▸ **WORK TO COMPLETE**:
Images are to be excluded, and the rest of the data repeated exactly.

▸ **SUPPLIED ENTRIES**:
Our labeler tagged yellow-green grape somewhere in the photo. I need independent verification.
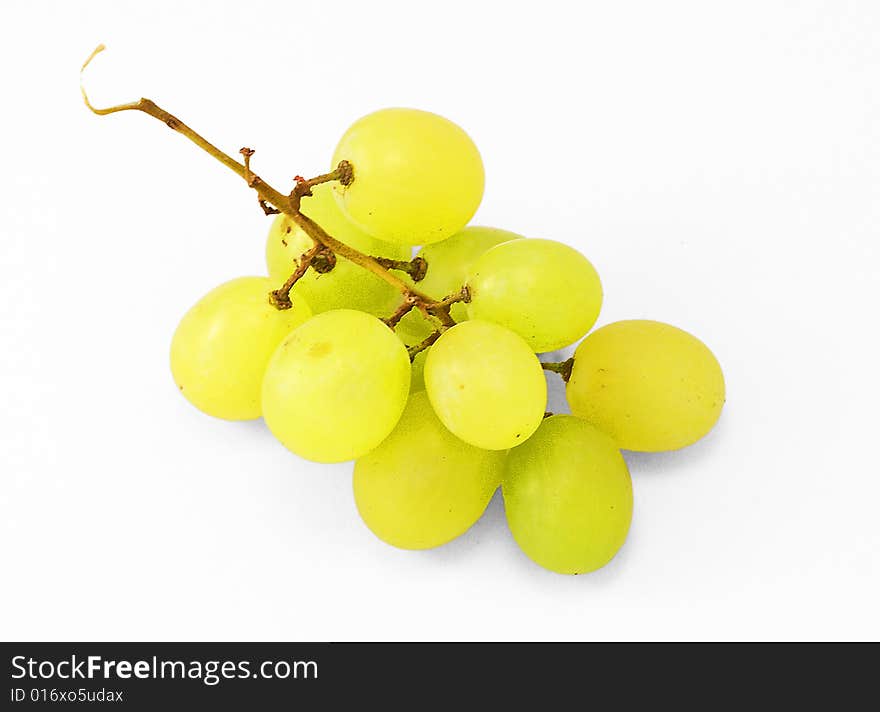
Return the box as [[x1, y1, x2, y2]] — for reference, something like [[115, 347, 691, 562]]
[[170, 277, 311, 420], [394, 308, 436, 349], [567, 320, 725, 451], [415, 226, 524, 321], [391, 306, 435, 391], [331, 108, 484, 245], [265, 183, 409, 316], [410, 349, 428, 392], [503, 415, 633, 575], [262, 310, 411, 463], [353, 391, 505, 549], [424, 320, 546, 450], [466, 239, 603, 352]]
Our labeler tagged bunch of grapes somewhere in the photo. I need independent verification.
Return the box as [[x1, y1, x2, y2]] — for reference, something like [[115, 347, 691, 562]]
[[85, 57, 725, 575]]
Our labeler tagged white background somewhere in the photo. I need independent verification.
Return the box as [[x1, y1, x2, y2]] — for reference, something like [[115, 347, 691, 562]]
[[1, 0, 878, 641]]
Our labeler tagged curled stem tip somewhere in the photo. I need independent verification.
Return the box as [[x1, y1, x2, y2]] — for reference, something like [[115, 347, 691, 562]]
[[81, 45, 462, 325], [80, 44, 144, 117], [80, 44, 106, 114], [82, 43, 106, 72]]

▸ **EXERCISE RESPONSE**:
Our labeler tagged yellow-green grape somewhere in the photo. I need independent verification.
Return the box as [[x1, y1, x2, y2]] — for reference, something like [[115, 347, 691, 562]]
[[170, 277, 311, 420], [394, 308, 436, 349], [567, 320, 725, 451], [415, 226, 524, 321], [391, 306, 435, 391], [331, 108, 484, 245], [265, 183, 409, 316], [410, 349, 428, 392], [503, 415, 633, 575], [262, 310, 411, 463], [353, 391, 505, 549], [424, 320, 546, 450], [466, 239, 603, 352]]
Our labeler tagged bunch of grapes somewhere in the photo. I need independent verification.
Return the box as [[x1, y1, x2, y2]] — for reference, something like [[115, 347, 691, 562]]
[[85, 57, 725, 575]]
Our labeler tagged white background somewhere in the photo. I need independent verification.
Return the box as [[x1, y1, x2, y2]] — for reference, something like [[115, 347, 691, 562]]
[[1, 0, 878, 641]]
Our labeler tagged curled stem tip somewhere in the photo. I need independent verification.
Return the box as [[x1, y1, x2, y2]] — for reference, something like [[115, 347, 691, 562]]
[[81, 45, 462, 325], [80, 44, 144, 117], [80, 44, 106, 114], [82, 43, 106, 72]]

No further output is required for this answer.